▶ **Problem description**: Rewrite the listing below with every "locate" swapped for "find" and nothing else changed. Leave the pictures out.

▶ **Provided data**:
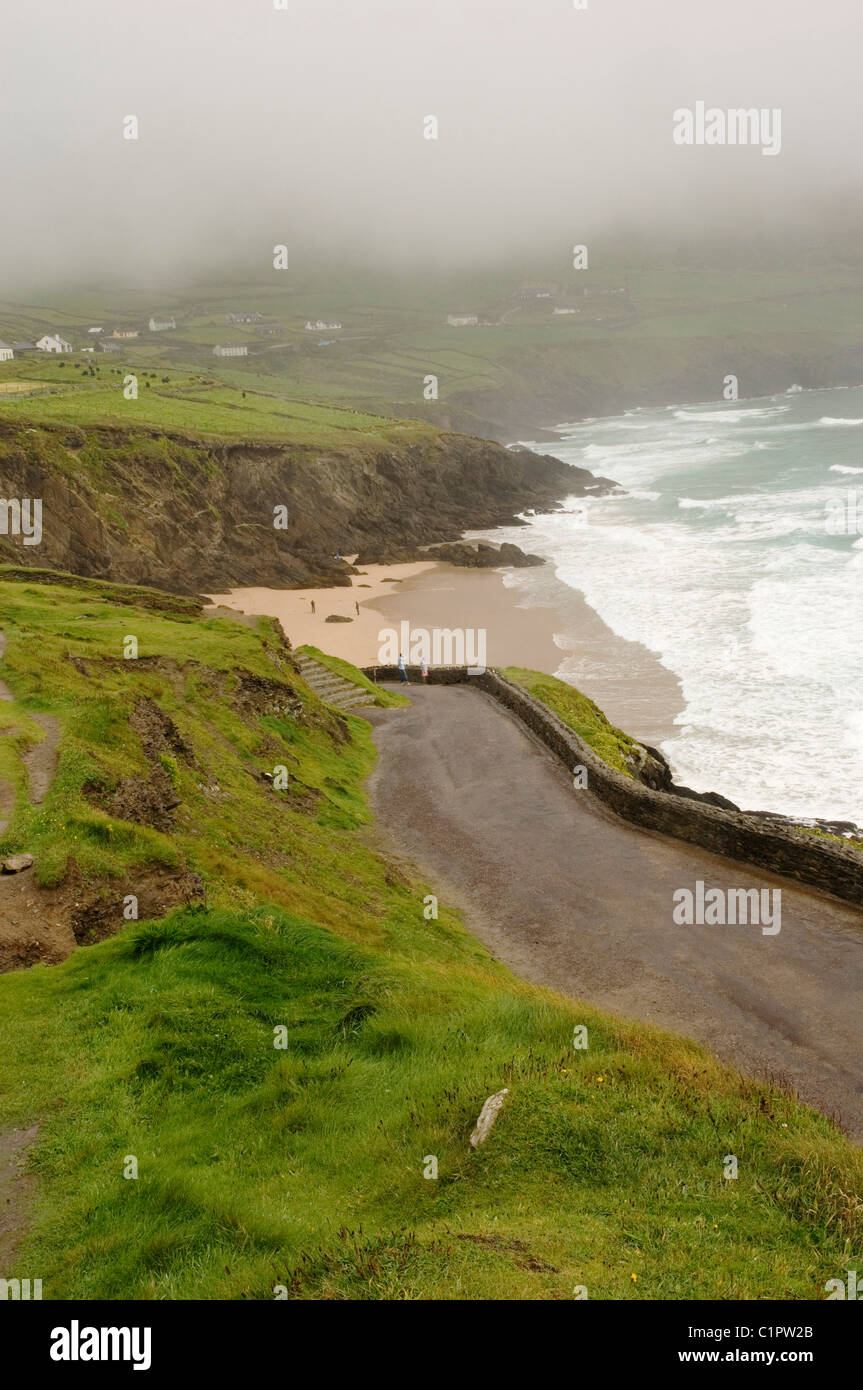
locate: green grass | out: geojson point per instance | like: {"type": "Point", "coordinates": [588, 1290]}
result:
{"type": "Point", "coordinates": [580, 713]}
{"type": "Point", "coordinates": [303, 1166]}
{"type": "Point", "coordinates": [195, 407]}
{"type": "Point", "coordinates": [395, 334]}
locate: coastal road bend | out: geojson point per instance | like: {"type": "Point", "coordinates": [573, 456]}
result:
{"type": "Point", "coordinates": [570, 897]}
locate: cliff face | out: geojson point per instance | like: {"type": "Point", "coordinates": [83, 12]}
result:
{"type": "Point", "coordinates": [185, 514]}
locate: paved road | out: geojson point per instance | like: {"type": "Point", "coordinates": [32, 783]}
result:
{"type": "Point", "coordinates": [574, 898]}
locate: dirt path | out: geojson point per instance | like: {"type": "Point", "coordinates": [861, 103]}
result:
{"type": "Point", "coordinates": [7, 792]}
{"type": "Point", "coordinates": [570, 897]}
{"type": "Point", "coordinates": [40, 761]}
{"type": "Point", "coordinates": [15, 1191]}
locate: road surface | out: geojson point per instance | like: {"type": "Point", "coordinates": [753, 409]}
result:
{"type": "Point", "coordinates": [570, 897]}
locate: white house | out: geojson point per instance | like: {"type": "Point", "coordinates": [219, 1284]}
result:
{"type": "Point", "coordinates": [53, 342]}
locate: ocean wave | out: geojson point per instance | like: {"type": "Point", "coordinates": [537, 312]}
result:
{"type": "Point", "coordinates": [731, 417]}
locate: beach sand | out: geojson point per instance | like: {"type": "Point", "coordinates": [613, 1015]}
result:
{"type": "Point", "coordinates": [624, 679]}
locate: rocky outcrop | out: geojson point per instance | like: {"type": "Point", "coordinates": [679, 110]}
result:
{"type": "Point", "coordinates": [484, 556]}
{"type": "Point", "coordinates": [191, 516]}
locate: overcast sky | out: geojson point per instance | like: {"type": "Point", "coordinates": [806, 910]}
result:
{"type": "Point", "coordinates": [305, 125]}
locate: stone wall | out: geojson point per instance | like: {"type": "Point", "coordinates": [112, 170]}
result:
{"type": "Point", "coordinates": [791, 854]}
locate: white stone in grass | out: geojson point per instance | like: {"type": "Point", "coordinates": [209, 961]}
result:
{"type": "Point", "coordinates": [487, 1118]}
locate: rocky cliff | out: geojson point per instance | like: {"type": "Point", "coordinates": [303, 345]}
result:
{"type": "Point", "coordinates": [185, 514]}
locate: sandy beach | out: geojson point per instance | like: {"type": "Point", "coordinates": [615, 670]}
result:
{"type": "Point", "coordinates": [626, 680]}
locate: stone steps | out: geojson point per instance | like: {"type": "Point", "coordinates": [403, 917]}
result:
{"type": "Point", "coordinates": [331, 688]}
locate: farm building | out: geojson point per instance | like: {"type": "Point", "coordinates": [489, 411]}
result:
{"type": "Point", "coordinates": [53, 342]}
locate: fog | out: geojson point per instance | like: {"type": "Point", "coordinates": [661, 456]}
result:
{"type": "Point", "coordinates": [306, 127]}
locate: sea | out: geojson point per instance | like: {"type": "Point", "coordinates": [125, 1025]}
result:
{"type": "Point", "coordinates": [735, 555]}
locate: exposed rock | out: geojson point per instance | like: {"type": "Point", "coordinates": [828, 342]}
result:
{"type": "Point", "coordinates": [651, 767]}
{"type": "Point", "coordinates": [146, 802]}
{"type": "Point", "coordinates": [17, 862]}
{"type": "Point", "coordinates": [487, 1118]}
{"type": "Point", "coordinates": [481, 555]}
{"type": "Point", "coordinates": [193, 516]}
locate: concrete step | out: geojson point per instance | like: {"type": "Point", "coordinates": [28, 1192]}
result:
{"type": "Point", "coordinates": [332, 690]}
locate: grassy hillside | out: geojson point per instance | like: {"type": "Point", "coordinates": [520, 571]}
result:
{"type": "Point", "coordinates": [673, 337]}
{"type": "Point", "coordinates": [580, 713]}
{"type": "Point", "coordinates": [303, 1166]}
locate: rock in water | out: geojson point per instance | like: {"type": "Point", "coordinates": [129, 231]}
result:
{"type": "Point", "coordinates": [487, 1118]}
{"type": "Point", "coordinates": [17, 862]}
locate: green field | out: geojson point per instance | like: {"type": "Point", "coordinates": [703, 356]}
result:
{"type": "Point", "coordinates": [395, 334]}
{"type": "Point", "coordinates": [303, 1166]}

▶ **Finished answer**:
find: green grass | out: geojson point per instance | like: {"type": "Point", "coordinates": [588, 1290]}
result:
{"type": "Point", "coordinates": [580, 713]}
{"type": "Point", "coordinates": [303, 1166]}
{"type": "Point", "coordinates": [195, 407]}
{"type": "Point", "coordinates": [395, 334]}
find: coastal road bend | out: geojson point per instance | like: {"type": "Point", "coordinates": [573, 456]}
result:
{"type": "Point", "coordinates": [570, 897]}
find: cliff face | out: geojson point per instance | like: {"type": "Point", "coordinates": [83, 12]}
result:
{"type": "Point", "coordinates": [185, 514]}
find: paved road | out: geojson point per instance | like: {"type": "Point", "coordinates": [32, 783]}
result:
{"type": "Point", "coordinates": [574, 898]}
find: dirt path | out: geojson point per instance | like: {"type": "Point", "coordinates": [861, 103]}
result:
{"type": "Point", "coordinates": [7, 792]}
{"type": "Point", "coordinates": [570, 897]}
{"type": "Point", "coordinates": [40, 761]}
{"type": "Point", "coordinates": [15, 1191]}
find: road surface | out: geojson point per instance | like: {"type": "Point", "coordinates": [753, 409]}
result:
{"type": "Point", "coordinates": [570, 897]}
find: white house | out: geojson point per instance | like: {"type": "Point", "coordinates": [219, 1284]}
result:
{"type": "Point", "coordinates": [53, 342]}
find: ocean wave | out: geojson point per instance | like: {"type": "Point", "coordinates": [537, 312]}
result:
{"type": "Point", "coordinates": [731, 417]}
find: beach sand | out: geojson point per instance | like: {"type": "Point", "coordinates": [613, 1015]}
result:
{"type": "Point", "coordinates": [624, 679]}
find: rocky outcrop | out: geojson point per instance | like: {"type": "Point", "coordinates": [679, 110]}
result:
{"type": "Point", "coordinates": [484, 556]}
{"type": "Point", "coordinates": [191, 516]}
find: overcast sky | out: geojson point per instance | like: {"type": "Point", "coordinates": [806, 910]}
result:
{"type": "Point", "coordinates": [305, 125]}
find: stone wall | out: geojson point per instance | like: {"type": "Point", "coordinates": [112, 170]}
result:
{"type": "Point", "coordinates": [791, 854]}
find: white stone in grass | out: geojson point per instance | like: {"type": "Point", "coordinates": [209, 961]}
result:
{"type": "Point", "coordinates": [487, 1118]}
find: rocky cliff | out: geojson point per instance | like: {"type": "Point", "coordinates": [303, 345]}
result:
{"type": "Point", "coordinates": [185, 514]}
find: sandy beach | out: geojson point per instance | like: {"type": "Point", "coordinates": [615, 670]}
result:
{"type": "Point", "coordinates": [626, 680]}
find: stone steps | out: geojson point per instance | like: {"type": "Point", "coordinates": [403, 917]}
result:
{"type": "Point", "coordinates": [331, 688]}
find: farm building | out: geojson point per instance | like: {"type": "Point", "coordinates": [489, 411]}
result:
{"type": "Point", "coordinates": [53, 342]}
find: fog | out: geojson point per instance | like: {"type": "Point", "coordinates": [661, 456]}
result:
{"type": "Point", "coordinates": [306, 127]}
find: sea | out: geojson point per instance | like: {"type": "Point", "coordinates": [125, 1025]}
result:
{"type": "Point", "coordinates": [735, 555]}
find: exposed rock | out: geojson point per instance | like: {"type": "Point", "coordinates": [828, 342]}
result:
{"type": "Point", "coordinates": [651, 767]}
{"type": "Point", "coordinates": [146, 802]}
{"type": "Point", "coordinates": [17, 862]}
{"type": "Point", "coordinates": [487, 1118]}
{"type": "Point", "coordinates": [481, 555]}
{"type": "Point", "coordinates": [193, 516]}
find: concrete step | out: geojson point per instance | like: {"type": "Point", "coordinates": [28, 1192]}
result:
{"type": "Point", "coordinates": [332, 690]}
find: grassy hillside | out: geojson point per instance | like: {"type": "Point", "coordinates": [520, 571]}
result:
{"type": "Point", "coordinates": [673, 337]}
{"type": "Point", "coordinates": [580, 713]}
{"type": "Point", "coordinates": [303, 1166]}
find: rock in water | out: geojson point per instance | like: {"type": "Point", "coordinates": [129, 231]}
result:
{"type": "Point", "coordinates": [487, 1118]}
{"type": "Point", "coordinates": [17, 862]}
find: green field | out: geojson point per instance | like: {"type": "Point", "coordinates": [703, 356]}
result:
{"type": "Point", "coordinates": [395, 334]}
{"type": "Point", "coordinates": [303, 1166]}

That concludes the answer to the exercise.